[Object pointing dataset rows]
═══

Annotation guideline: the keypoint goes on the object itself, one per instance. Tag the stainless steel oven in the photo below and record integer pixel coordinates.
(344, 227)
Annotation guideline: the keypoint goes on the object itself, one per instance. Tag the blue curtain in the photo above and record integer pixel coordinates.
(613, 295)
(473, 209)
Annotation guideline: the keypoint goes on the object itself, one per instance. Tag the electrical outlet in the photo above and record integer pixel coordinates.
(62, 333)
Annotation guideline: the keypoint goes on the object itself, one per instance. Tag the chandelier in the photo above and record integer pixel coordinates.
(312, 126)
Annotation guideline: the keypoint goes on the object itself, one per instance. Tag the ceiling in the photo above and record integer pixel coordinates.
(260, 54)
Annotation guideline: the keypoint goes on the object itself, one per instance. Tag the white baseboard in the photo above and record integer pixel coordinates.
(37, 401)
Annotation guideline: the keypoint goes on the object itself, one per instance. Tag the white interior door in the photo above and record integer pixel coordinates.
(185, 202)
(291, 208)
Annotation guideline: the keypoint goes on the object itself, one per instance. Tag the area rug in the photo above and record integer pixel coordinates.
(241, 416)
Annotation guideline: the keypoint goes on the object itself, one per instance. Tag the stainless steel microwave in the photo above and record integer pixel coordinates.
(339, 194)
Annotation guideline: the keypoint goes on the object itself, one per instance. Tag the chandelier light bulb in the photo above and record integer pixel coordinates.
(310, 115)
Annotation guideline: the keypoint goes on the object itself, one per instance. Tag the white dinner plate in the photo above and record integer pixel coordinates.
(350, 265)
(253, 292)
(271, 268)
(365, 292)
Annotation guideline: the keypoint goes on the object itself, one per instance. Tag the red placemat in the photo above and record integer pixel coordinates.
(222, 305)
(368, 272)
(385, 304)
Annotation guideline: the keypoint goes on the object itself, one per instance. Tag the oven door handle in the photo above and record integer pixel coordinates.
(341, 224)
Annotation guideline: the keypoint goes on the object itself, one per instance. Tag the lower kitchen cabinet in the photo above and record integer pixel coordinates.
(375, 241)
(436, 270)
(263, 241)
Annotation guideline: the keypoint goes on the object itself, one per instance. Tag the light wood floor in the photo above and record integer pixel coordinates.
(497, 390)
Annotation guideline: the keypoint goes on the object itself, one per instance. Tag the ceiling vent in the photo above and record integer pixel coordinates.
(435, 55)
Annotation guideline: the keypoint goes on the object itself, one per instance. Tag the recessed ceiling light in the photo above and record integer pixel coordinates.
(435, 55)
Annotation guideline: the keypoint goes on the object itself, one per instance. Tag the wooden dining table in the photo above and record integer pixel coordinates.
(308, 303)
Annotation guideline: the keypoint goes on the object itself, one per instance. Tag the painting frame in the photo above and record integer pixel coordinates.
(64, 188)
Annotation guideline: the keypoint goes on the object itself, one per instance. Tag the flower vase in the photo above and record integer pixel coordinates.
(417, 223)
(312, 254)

═══

■ Given problem ■
Rewrite every item with "Annotation guideline" changed to "Labeling rule", keeping everything else the same.

■ Completed exercise ■
Labeling rule: the keypoint goes on the object itself, one per instance. Tag the stainless steel oven in the photo below and record integer pixel coordinates.
(344, 227)
Labeling rule: the keypoint goes on the object itself, one per instance. Tag the blue curtain in the photo above and record integer pixel coordinates.
(613, 295)
(473, 209)
Labeling rule: the keypoint goes on the object itself, one per instance. Tag the electrical outlet in the photo above and record integer pixel coordinates.
(62, 333)
Labeling rule: the keypoint goes on the object itself, one per instance. Tag the chandelier in the photo above and record integer pixel coordinates.
(312, 126)
Labeling rule: the keypoint goes on the object itself, one per instance. Tag the ceiling in the photo above and record integer pixel coordinates.
(260, 54)
Labeling rule: the keypoint goes on the object itself, one per instance. Tag the white baseboard in the photo above and record integer pixel coordinates.
(37, 401)
Labeling rule: the keypoint goes on the object itself, one per instance. Tag the white interior door in the photo above and record integer pixel coordinates.
(185, 202)
(291, 208)
Labeling rule: the keypoint goes on the object itself, one per instance. Tag the area rug in the photo above and record integer pixel coordinates.
(241, 416)
Labeling rule: the keypoint goes on the object itself, one per instance. Tag the stainless steel microwave in the photo above and record integer pixel coordinates.
(339, 194)
Labeling rule: the keypoint goes on the object itself, one per instance. Tag the chandelier light bulb in the photo above and record integer pixel coordinates.
(310, 115)
Labeling rule: the keypoint goes on the object itself, one per instance. Tag the white dinner plate in the photo above and record integer pixel coordinates.
(350, 265)
(253, 292)
(271, 268)
(365, 292)
Labeling rule: the keypoint goes on the object itself, one per instance. Tag the red placemat in the photo above and record integer pixel coordinates.
(222, 305)
(368, 272)
(385, 304)
Labeling rule: the keypoint goes on the object itself, one per instance. Tag the oven door handle in the photo above and record integer pixel coordinates.
(341, 224)
Labeling rule: the keypoint goes on the object itself, one per instance. Tag the lower kitchen cabinet in the photo above and record integer pixel coordinates.
(375, 241)
(436, 270)
(263, 241)
Labeling rule: the keypoint goes on the object itself, one per instance. Tag the light wood floor in the photo above and record integer pixel coordinates.
(497, 390)
Labeling rule: the keypoint goes on the object itself, one per instance. Tag the ceiling vent in the photo above and record integer pixel coordinates.
(435, 55)
Labeling rule: the keypoint goes on the object itself, one per instance. Tag the recessed ceiling light in the photo above and record integer pixel coordinates.
(435, 55)
Labeling rule: the keypoint goes on the object itself, one per instance. Tag the wooden dining table in the photo above and record integer pixel coordinates.
(308, 303)
Labeling rule: the keypoint goes on the object itself, one per instance. Tag the painting frame in the photo above and record integer pixel coordinates.
(64, 188)
Labeling rule: the keypoint goes on the object itself, one per instance. Tag the flower vase in the photo above and record integer pixel coordinates.
(417, 223)
(312, 254)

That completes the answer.